*SELECTED EXCERPT*.
################

Challenges to the conditions of confinement by pretrial detainees are cognizable under the Fourteenth Amendment, not the Eighth Amendment.
Docket 1-2 at 1.
Docket 1-4 at 1.
Docket 1 at 4.
Dockets 1-4; 1-7; 1-12.
See, generally, Dockets 1-1 through 1-10.
CONCLUSION
Plaintiff is accorded 60 days from the date of this order to file an amended complaint. An amended complaint replaces the prior complaint in its entirety. Any claim not included in the amended complaint will be considered waived. If handwritten, an amended complaint must be legible in dark ink with adequate spacing between each line. An amended complaint need not contain legal research or analysis, but it must contain sufficient facts that state a plausible claim for relief. A claim is “plausible” when the facts alleged support a reasonable inference that the plaintiff is entitled to relief from a specific defendant for specific misconduct. An amended complaint should not contain a narrative.
See Fed. R. Civ. P 15; Local Civil Rule 15.1.
Although Plaintiff has been given the opportunity to file an amended complaint, he shall not unjustifiably expand the scope of the case by alleging new unrelated claims. An amended complaint may not include any claims or defendants for which Plaintiff lacks a sufficient legal or factual basis. An amended complaint must set out each claim for relief separately. Each claim should identify (1) the specific injury that the plaintiff is alleging has occurred, (2) when that injury occurred, (3) where that injury was caused, and (4) who the plaintiff is alleging caused that specific injury.
See George v. Smith, 507 F.3d 605, 607 (7th Cir. 2007).
IT IS THEREFORE ORDERED:
1. Plaintiff's Complaint at Docket 1 is DISMISSED for failing to state a claim upon which relief could be granted. The Court grants Plaintiff leave to file an amended complaint in accordance with the guidance provided in this order.

################

*DATA BLOCK*.
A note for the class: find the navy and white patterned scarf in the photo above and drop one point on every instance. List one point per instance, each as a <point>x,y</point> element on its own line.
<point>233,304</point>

################

*THE REQUEST*. Write out the portion of the court order starting at "Docket 1-2 at" and ending at "Civil Rule 15.1.". The listing is separate from the court order.

*ANSWER*.
Docket 1-2 at 1.
Docket 1-4 at 1.
Docket 1 at 4.
Dockets 1-4; 1-7; 1-12.
See, generally, Dockets 1-1 through 1-10.
CONCLUSION
Plaintiff is accorded 60 days from the date of this order to file an amended complaint. An amended complaint replaces the prior complaint in its entirety. Any claim not included in the amended complaint will be considered waived. If handwritten, an amended complaint must be legible in dark ink with adequate spacing between each line. An amended complaint need not contain legal research or analysis, but it must contain sufficient facts that state a plausible claim for relief. A claim is “plausible” when the facts alleged support a reasonable inference that the plaintiff is entitled to relief from a specific defendant for specific misconduct. An amended complaint should not contain a narrative.
See Fed. R. Civ. P 15; Local Civil Rule 15.1.